(Extracted items)
# # # # # # #

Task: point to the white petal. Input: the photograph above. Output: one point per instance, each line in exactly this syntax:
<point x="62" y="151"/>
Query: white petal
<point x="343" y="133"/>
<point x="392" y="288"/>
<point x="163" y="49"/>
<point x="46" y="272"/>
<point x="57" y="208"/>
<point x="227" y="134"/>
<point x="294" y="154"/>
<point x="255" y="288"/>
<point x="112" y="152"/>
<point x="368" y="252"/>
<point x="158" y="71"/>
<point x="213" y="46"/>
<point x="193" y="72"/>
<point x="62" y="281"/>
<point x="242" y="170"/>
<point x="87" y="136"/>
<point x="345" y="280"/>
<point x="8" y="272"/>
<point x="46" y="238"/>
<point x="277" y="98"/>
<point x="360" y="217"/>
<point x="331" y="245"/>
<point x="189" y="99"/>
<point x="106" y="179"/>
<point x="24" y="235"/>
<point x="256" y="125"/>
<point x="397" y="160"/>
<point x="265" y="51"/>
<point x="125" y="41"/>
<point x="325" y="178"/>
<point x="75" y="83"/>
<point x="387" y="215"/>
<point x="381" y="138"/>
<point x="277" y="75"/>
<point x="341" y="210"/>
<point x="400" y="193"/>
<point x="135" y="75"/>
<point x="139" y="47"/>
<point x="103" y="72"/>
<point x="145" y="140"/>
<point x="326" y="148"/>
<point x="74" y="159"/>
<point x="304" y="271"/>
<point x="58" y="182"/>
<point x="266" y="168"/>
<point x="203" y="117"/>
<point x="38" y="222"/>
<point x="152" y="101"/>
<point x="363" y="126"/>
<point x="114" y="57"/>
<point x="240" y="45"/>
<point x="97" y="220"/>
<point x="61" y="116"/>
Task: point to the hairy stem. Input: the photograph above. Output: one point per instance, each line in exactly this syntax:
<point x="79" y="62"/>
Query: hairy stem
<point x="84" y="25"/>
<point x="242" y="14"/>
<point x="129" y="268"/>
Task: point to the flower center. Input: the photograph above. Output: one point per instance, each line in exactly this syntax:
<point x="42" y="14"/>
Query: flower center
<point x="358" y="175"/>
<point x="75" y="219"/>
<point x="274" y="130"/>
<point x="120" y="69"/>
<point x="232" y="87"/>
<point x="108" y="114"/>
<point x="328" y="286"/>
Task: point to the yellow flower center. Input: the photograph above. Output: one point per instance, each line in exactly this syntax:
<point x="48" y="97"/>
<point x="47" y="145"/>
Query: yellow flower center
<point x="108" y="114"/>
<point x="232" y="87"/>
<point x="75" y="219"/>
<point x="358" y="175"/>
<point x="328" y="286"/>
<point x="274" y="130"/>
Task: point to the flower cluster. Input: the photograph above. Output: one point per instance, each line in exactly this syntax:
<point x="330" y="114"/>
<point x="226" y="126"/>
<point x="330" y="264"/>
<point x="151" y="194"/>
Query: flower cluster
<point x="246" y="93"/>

# # # # # # #

## TASK STATEMENT
Recast every line of the items above as a JSON list of strings, with one string per line and blank lines omitted.

## WRITTEN SOLUTION
[
  "Task: point to the white petal. Input: the photograph above. Output: one point per instance, each line in exactly this syntax:",
  "<point x=\"62\" y=\"151\"/>",
  "Query: white petal",
  "<point x=\"343\" y=\"133\"/>",
  "<point x=\"392\" y=\"288\"/>",
  "<point x=\"163\" y=\"49\"/>",
  "<point x=\"46\" y=\"272\"/>",
  "<point x=\"57\" y=\"208\"/>",
  "<point x=\"227\" y=\"134\"/>",
  "<point x=\"294\" y=\"154\"/>",
  "<point x=\"255\" y=\"288\"/>",
  "<point x=\"112\" y=\"152\"/>",
  "<point x=\"368\" y=\"252\"/>",
  "<point x=\"158\" y=\"71\"/>",
  "<point x=\"213\" y=\"46\"/>",
  "<point x=\"193\" y=\"72\"/>",
  "<point x=\"62\" y=\"281\"/>",
  "<point x=\"242\" y=\"170\"/>",
  "<point x=\"87\" y=\"136\"/>",
  "<point x=\"345\" y=\"280\"/>",
  "<point x=\"8\" y=\"272\"/>",
  "<point x=\"46\" y=\"238\"/>",
  "<point x=\"277\" y=\"98\"/>",
  "<point x=\"360\" y=\"217\"/>",
  "<point x=\"331\" y=\"245\"/>",
  "<point x=\"189\" y=\"99\"/>",
  "<point x=\"106\" y=\"179\"/>",
  "<point x=\"24\" y=\"235\"/>",
  "<point x=\"256\" y=\"125\"/>",
  "<point x=\"397\" y=\"160\"/>",
  "<point x=\"265\" y=\"51\"/>",
  "<point x=\"125\" y=\"41\"/>",
  "<point x=\"325\" y=\"178\"/>",
  "<point x=\"75\" y=\"83\"/>",
  "<point x=\"387\" y=\"215\"/>",
  "<point x=\"381\" y=\"138\"/>",
  "<point x=\"277\" y=\"75\"/>",
  "<point x=\"341\" y=\"210\"/>",
  "<point x=\"400\" y=\"193\"/>",
  "<point x=\"135\" y=\"75\"/>",
  "<point x=\"139\" y=\"47\"/>",
  "<point x=\"103\" y=\"72\"/>",
  "<point x=\"145\" y=\"140\"/>",
  "<point x=\"326\" y=\"148\"/>",
  "<point x=\"74\" y=\"159\"/>",
  "<point x=\"304\" y=\"271\"/>",
  "<point x=\"58\" y=\"182\"/>",
  "<point x=\"266\" y=\"168\"/>",
  "<point x=\"203\" y=\"117\"/>",
  "<point x=\"38\" y=\"222\"/>",
  "<point x=\"152\" y=\"101\"/>",
  "<point x=\"363\" y=\"126\"/>",
  "<point x=\"114\" y=\"57\"/>",
  "<point x=\"240\" y=\"45\"/>",
  "<point x=\"97\" y=\"220\"/>",
  "<point x=\"61\" y=\"116\"/>",
  "Task: point to the hairy stem. Input: the photograph above. Output: one point per instance, each line in exactly this syntax:",
  "<point x=\"79\" y=\"62\"/>",
  "Query: hairy stem",
  "<point x=\"84\" y=\"25\"/>",
  "<point x=\"242\" y=\"14\"/>",
  "<point x=\"129\" y=\"268\"/>",
  "Task: point to the flower center. Input: the photograph above. Output: one point per instance, each line in exactly this syntax:",
  "<point x=\"42\" y=\"14\"/>",
  "Query: flower center",
  "<point x=\"358\" y=\"175\"/>",
  "<point x=\"75\" y=\"219\"/>",
  "<point x=\"274\" y=\"130\"/>",
  "<point x=\"120\" y=\"69\"/>",
  "<point x=\"232\" y=\"87\"/>",
  "<point x=\"108\" y=\"114\"/>",
  "<point x=\"328\" y=\"286\"/>",
  "Task: point to the yellow flower center. Input: the photograph above. Output: one point per instance, each line in exactly this syntax:",
  "<point x=\"48\" y=\"97\"/>",
  "<point x=\"47\" y=\"145\"/>",
  "Query: yellow flower center",
  "<point x=\"108\" y=\"114\"/>",
  "<point x=\"232\" y=\"87\"/>",
  "<point x=\"75\" y=\"219\"/>",
  "<point x=\"358\" y=\"175\"/>",
  "<point x=\"328\" y=\"286\"/>",
  "<point x=\"274\" y=\"130\"/>",
  "Task: point to the flower cluster. Input: the photograph above. Output: one point per instance, each line in exactly this syntax:",
  "<point x=\"330\" y=\"114\"/>",
  "<point x=\"226\" y=\"126\"/>",
  "<point x=\"330\" y=\"264\"/>",
  "<point x=\"151\" y=\"194\"/>",
  "Query: flower cluster",
  "<point x=\"246\" y=\"93\"/>"
]